> [WORK INSTRUCTION]:
Here are the records. Write out exactly the lines between the one holding "Query: beige neighboring house" and the one holding "Query: garden bed", inclusive.
------------------------------------------------------------------------
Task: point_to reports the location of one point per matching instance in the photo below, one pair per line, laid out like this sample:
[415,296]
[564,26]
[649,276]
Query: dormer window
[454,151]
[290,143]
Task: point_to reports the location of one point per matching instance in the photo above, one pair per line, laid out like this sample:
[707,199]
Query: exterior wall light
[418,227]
------------------------------------------------------------------------
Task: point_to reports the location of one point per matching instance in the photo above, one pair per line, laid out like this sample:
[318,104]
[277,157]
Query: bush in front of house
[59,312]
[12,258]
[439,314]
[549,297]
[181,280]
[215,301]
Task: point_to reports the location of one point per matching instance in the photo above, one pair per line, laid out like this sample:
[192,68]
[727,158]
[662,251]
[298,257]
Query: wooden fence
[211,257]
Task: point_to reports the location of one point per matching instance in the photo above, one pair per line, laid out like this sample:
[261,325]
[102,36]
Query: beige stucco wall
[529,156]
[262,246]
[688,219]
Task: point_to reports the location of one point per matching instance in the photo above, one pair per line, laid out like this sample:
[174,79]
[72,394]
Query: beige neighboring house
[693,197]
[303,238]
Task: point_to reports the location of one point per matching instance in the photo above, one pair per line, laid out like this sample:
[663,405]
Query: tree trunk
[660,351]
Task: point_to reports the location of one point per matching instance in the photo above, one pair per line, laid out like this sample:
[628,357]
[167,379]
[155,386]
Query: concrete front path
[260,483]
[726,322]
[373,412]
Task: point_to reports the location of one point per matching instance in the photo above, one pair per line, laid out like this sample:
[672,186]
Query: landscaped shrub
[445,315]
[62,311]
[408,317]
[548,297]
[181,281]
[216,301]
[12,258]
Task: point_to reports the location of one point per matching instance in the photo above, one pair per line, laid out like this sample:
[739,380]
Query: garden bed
------------------------------------------------------------------------
> [TASK RESPONSE]:
Query: beige neighboring house
[693,197]
[303,238]
Task: point_to reports the location of one point per matching instance in the photo above, one pair per line, laid out like this sample:
[663,405]
Query: tree trunk
[660,351]
Task: point_to reports the location of one point per matching instance in the photo above, one pair per line, laid out like this sample:
[628,357]
[167,379]
[155,386]
Query: concrete front path
[260,483]
[726,322]
[373,412]
Task: point_to reports the location of one point per matching instance in the photo above, one pair per line, laid out like this sample:
[672,186]
Query: landscaped shrub
[445,315]
[62,311]
[408,317]
[548,297]
[181,281]
[216,301]
[12,258]
Task: point_to reports the location of one point per matching instance in the photo above, one pair per line, laid out like this sample:
[739,380]
Query: garden bed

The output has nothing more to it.